▸ Your task:
Wherever the records include pictures, skip them and transcribe all the rest word for word.

▸ Supplied records:
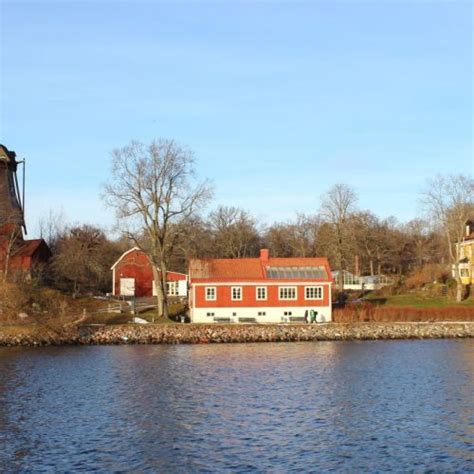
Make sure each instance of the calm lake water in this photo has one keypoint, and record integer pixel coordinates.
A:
(371, 406)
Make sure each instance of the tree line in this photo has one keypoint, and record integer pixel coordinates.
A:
(160, 207)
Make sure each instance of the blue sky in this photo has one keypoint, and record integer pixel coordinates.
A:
(278, 100)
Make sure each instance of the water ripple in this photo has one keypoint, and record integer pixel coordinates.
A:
(340, 406)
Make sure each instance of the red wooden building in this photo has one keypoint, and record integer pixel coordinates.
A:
(261, 289)
(132, 275)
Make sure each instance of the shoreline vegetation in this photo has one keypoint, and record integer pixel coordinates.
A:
(227, 333)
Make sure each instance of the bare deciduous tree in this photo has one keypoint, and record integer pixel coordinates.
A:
(449, 202)
(336, 207)
(152, 190)
(235, 233)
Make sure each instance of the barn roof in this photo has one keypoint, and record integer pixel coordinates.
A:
(260, 268)
(29, 247)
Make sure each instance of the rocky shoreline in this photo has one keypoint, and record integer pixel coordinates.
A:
(206, 334)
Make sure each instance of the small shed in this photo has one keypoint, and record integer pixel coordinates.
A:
(354, 282)
(132, 275)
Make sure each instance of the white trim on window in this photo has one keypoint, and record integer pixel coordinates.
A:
(261, 293)
(313, 292)
(236, 293)
(287, 293)
(211, 293)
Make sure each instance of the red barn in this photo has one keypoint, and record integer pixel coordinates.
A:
(27, 256)
(264, 289)
(132, 275)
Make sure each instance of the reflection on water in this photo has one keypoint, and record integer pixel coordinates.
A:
(289, 407)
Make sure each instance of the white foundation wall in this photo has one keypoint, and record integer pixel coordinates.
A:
(272, 315)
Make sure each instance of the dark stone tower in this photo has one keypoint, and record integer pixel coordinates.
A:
(11, 212)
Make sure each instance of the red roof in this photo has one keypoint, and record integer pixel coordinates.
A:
(29, 247)
(251, 268)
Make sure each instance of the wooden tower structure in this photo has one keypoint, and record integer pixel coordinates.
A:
(16, 253)
(11, 206)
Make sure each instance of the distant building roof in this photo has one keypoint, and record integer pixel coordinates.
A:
(261, 268)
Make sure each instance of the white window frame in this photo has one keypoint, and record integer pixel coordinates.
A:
(237, 289)
(286, 298)
(319, 289)
(265, 297)
(208, 290)
(172, 288)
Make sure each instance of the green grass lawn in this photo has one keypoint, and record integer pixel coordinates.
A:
(416, 300)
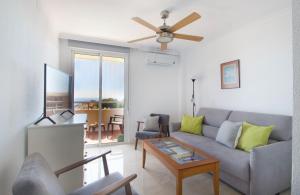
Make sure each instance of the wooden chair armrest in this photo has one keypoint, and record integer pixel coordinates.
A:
(117, 185)
(80, 163)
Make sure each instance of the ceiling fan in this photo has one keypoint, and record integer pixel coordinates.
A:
(165, 34)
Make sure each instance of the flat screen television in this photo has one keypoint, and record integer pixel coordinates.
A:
(57, 93)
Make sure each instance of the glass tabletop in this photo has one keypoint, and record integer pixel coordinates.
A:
(176, 151)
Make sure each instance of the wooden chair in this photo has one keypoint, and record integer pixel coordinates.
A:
(149, 134)
(116, 120)
(36, 178)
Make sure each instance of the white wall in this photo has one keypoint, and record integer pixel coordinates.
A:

▸ Task output:
Make sure each instance of the calm lake water in this photo has one keypoint, and record integer pixel coordinates.
A:
(371, 406)
Make sure each instance of the tree line in this photo has one keypoint, and record integer pixel coordinates.
A:
(160, 207)
Make sure each instance of the blue sky in this photo has one keypoint, and record integer pixel coordinates.
A:
(278, 100)
Make sure each instance of the water ripple in this photo has one keypoint, and record integer pixel coordinates.
A:
(340, 406)
Make sure each instance of the red wooden building in this photo has one keypoint, and record integer pixel coordinates.
A:
(261, 289)
(132, 275)
Make sure each instance of the shoreline vegetation in this photo has one keypoint, and record integer pixel coordinates.
A:
(227, 333)
Make sure each instance of the bare deciduous tree in this photo has one keypoint, and record integer pixel coordinates.
A:
(449, 202)
(336, 207)
(152, 190)
(235, 233)
Make sure each instance of the barn roof in this photo has one keypoint, and record integer pixel coordinates.
A:
(260, 268)
(29, 247)
Make sure each instance of the rocky shoreline in this photo has one keypoint, and record integer pixel coordinates.
A:
(206, 334)
Make sure each instance of the small shed in this photo has one keypoint, and record integer pixel coordinates.
A:
(354, 282)
(132, 275)
Make sure each instance of the white trim on window in this photo has one keypoint, and record integer pixel coordinates.
A:
(261, 293)
(313, 292)
(236, 293)
(287, 293)
(211, 293)
Make sure each instance of the red barn in this photo has one keypoint, and record integer pixel coordinates.
A:
(27, 256)
(264, 289)
(132, 275)
Make sure each instance of the reflection on water in this photo has one keypoint, and record integer pixel coordinates.
A:
(289, 407)
Make sure each instance of the white foundation wall in this photo has one keypoint, and record integer pixel coordinates.
A:
(272, 315)
Make sure each instance of the dark stone tower in this photo has one keypoint, and record integer pixel coordinates.
A:
(11, 212)
Make sure each instance of the red roof in this photo has one keypoint, and record integer pixel coordinates.
A:
(29, 247)
(251, 268)
Make sure each instance of the wooden tower structure in this photo has one keypoint, and record integer pixel coordinates.
A:
(16, 253)
(11, 206)
Make sure each instance of the distant building roof in this photo has one keypoint, and record integer pixel coordinates.
A:
(261, 268)
Make sure each instance of the white window frame in this photo has one keypoint, and record integer pixel coordinates.
A:
(237, 289)
(286, 298)
(319, 289)
(265, 297)
(208, 290)
(172, 288)
Make sure each instance of the green grass lawn in this photo has one keypoint, and record integer pixel coordinates.
A:
(416, 300)
Make sure each instance of the wooden chair armrest in this photo has one keypoint, and record integer pixel coordinates.
A:
(117, 185)
(80, 163)
Make sure each instance of the ceiling fan in this photo has one keypoint, and record integer pixel coordinates.
A:
(165, 34)
Make sure each instance of the flat screen television in this photo has one keypoint, and record integer pixel coordinates.
A:
(57, 93)
Make sure each instance of the glass tabletop in this photo has one keypoint, and record integer pixel coordinates.
A:
(176, 151)
Make sure each instance of the wooden chair in this photo has one keypoint, and record integer pixel coordinates.
A:
(149, 134)
(116, 120)
(36, 178)
Make sure each instance of the white wall in this photo has one keypoint, and record integer pixel coordinates.
A:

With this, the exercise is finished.